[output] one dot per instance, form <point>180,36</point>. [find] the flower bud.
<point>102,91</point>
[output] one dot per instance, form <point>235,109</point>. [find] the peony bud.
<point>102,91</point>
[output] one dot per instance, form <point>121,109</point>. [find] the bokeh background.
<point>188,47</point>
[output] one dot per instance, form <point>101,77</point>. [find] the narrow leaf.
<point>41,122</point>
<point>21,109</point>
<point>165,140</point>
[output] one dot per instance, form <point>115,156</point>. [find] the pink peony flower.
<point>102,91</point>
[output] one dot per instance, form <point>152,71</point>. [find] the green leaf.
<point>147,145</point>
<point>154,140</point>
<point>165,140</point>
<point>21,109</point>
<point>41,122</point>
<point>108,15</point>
• • • • •
What you need to do
Write the records out again. Each one must match exactly.

Exercise response
[output] one dot per instance, form <point>180,36</point>. [find] the flower bud.
<point>102,91</point>
[output] one dot per instance, form <point>235,109</point>. [find] the peony bud.
<point>102,91</point>
[output] one dot per instance, form <point>121,109</point>. [find] the bokeh background.
<point>188,47</point>
[output] one dot per instance, form <point>101,77</point>. [find] the narrow leaf.
<point>41,122</point>
<point>21,109</point>
<point>165,140</point>
[output] one dot per instance, form <point>115,156</point>. [find] the pink peony flower.
<point>102,91</point>
[output] one dot per instance, form <point>152,71</point>. [find] the green leaf.
<point>147,145</point>
<point>154,140</point>
<point>165,140</point>
<point>21,109</point>
<point>41,122</point>
<point>108,15</point>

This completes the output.